INSTRUCTION:
Find each line in the data below that contains the string "errors" and copy those lines.

EXTRACTED MATERIAL: Begin

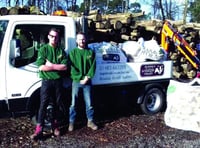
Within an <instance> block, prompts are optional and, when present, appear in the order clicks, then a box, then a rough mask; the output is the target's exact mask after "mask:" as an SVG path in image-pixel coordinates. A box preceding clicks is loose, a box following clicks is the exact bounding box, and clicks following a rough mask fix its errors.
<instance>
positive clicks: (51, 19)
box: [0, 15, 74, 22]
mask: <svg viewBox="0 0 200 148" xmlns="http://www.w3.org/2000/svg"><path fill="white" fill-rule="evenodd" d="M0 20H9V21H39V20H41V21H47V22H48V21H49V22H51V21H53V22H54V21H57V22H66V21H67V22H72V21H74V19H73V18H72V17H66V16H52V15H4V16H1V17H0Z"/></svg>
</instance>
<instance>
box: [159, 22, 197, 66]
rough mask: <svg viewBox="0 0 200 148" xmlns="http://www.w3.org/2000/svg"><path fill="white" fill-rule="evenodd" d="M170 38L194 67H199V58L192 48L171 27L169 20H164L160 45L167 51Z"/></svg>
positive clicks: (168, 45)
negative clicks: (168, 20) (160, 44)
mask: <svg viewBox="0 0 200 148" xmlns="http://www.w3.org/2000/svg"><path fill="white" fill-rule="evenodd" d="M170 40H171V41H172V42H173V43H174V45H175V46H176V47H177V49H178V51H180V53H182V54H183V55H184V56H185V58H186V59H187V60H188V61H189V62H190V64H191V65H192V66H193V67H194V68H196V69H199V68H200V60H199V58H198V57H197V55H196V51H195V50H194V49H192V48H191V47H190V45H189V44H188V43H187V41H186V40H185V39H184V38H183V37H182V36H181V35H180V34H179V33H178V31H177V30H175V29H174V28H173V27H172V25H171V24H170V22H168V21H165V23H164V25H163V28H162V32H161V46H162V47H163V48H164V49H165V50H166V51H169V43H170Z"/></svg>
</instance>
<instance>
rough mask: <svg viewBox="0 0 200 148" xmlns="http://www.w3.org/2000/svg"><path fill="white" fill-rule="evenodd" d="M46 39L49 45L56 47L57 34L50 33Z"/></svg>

EXTRACTED MATERIAL: End
EXTRACTED MATERIAL: Begin

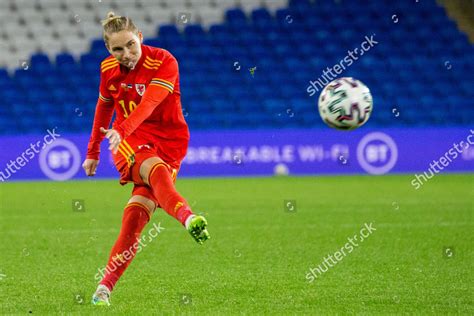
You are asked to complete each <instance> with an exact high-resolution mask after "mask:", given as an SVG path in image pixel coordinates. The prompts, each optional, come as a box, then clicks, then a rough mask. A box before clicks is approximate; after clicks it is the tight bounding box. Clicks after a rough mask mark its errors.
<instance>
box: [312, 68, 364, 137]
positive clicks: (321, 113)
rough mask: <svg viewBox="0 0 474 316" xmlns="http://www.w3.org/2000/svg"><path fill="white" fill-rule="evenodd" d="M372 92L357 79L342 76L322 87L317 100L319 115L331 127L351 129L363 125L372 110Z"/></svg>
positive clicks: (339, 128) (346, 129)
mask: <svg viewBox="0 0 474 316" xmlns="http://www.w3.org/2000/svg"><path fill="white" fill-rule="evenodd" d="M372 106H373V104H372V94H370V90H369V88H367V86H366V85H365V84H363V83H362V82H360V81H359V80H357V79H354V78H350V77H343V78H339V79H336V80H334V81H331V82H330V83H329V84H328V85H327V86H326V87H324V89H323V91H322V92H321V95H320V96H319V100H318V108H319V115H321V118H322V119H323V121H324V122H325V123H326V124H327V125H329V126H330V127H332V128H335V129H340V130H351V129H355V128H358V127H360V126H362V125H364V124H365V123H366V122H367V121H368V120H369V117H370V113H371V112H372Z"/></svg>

EXTRACTED MATERIAL: End
EXTRACTED MATERIAL: Begin

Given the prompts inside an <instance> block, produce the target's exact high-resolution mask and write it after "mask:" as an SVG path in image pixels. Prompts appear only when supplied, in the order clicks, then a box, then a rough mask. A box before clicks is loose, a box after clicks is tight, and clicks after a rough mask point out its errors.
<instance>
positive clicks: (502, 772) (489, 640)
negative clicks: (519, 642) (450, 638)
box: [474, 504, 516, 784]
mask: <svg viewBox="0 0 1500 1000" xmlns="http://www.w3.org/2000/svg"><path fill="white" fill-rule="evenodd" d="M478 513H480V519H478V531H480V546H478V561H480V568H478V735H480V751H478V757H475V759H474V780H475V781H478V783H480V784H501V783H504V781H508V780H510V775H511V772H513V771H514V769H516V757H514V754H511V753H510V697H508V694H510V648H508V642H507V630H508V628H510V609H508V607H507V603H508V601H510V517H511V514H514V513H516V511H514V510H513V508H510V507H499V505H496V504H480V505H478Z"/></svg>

EXTRACTED MATERIAL: End

FINISHED TASK:
Within an <instance> block, prompts are optional and, when present, appear in the order clicks, then a box, then a rough mask; the output is the target's exact mask after "mask:" as an SVG path in image-pixel coordinates. A box preceding clicks is loose, a box following clicks is the exact bounding box, and clicks following a rough mask fix its errors.
You are asked to complete each <instance> with an exact high-resolution mask after "mask:", given as an SVG path in image pixel coordinates. The prompts, each optional, come as a box, then clicks, then a rough mask. A box before clicks is approximate; after clicks it is the tight bounding box. Clicks after a rough mask mark its errors.
Given the prompts inside an <instance> block, produce the target's exact high-resolution mask and write it after "mask:" as an SVG path in image pixels. Prompts appear only when supplied, in the order clicks, then a box, then a rough mask. A box before clicks is loose, a box after clicks is tight, and clicks after a rough mask point out its errors.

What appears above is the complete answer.